§ **EXERCISE GOAL**: Print each record exactly as it appears, but drop the images.

(Referring expression pointing data)
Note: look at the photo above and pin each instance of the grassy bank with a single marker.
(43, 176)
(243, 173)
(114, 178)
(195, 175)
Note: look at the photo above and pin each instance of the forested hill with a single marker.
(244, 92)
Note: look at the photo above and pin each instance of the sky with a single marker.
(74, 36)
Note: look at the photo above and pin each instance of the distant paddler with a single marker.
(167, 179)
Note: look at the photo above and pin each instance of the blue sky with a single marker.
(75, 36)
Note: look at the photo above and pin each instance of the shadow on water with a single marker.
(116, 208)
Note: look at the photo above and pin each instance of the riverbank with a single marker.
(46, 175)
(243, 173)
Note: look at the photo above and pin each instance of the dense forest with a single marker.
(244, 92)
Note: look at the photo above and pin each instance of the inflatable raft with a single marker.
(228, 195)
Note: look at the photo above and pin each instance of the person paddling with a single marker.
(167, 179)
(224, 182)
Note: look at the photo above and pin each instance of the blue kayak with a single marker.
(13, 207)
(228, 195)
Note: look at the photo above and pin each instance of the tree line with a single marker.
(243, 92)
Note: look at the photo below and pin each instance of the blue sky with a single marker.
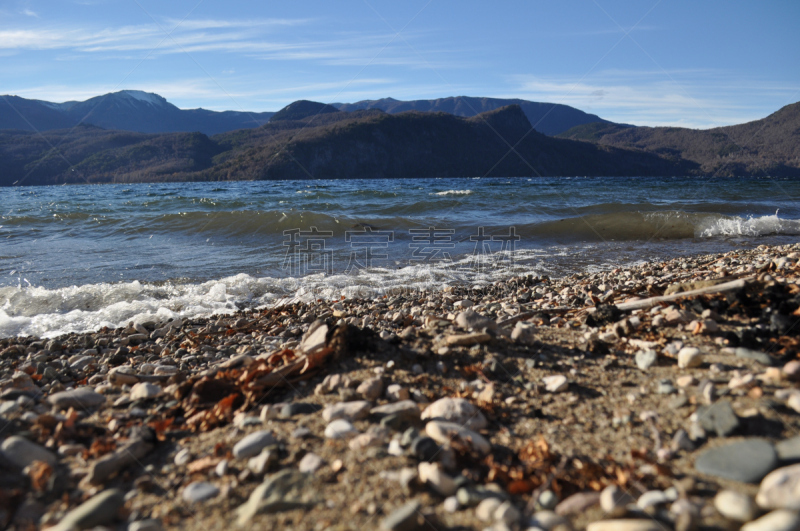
(647, 62)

§ **TASK RESULT**:
Note: look at the photo above and pin each instance of the grassy bank with a single marker.
(43, 176)
(243, 173)
(114, 178)
(195, 175)
Note: look at the photo above and pin each instance of the forested hill with a single marker.
(244, 92)
Note: look at the photo above and pin each instance of the sky with a single marker.
(74, 36)
Note: look at the photo above and pin each instance of the distant paddler with a single marker.
(167, 179)
Note: look at the photo above and pin each instance of the blue sky with a single marker.
(75, 36)
Note: look at the photo above and pin each instance of the shadow on water with a single marker.
(116, 208)
Note: look at the photo above and pin each instance of the riverbank with a single marker.
(46, 175)
(243, 173)
Note: look at the photo above and pin each instance of the dense forest with a single marker.
(244, 92)
Note: look at the photo above and pin each instance of the inflatable raft with a single marker.
(228, 195)
Note: look at the photo above and pin each instance of the person paddling with a single marker.
(167, 179)
(224, 182)
Note: look at the photo above and pin each instance of the blue kayak with a single marker.
(13, 207)
(228, 195)
Note: look at the photo above and pin each instance of the tree line with a single marker.
(243, 92)
Note: look at the photo below and pin each instance of the blue sky with a single marker.
(647, 62)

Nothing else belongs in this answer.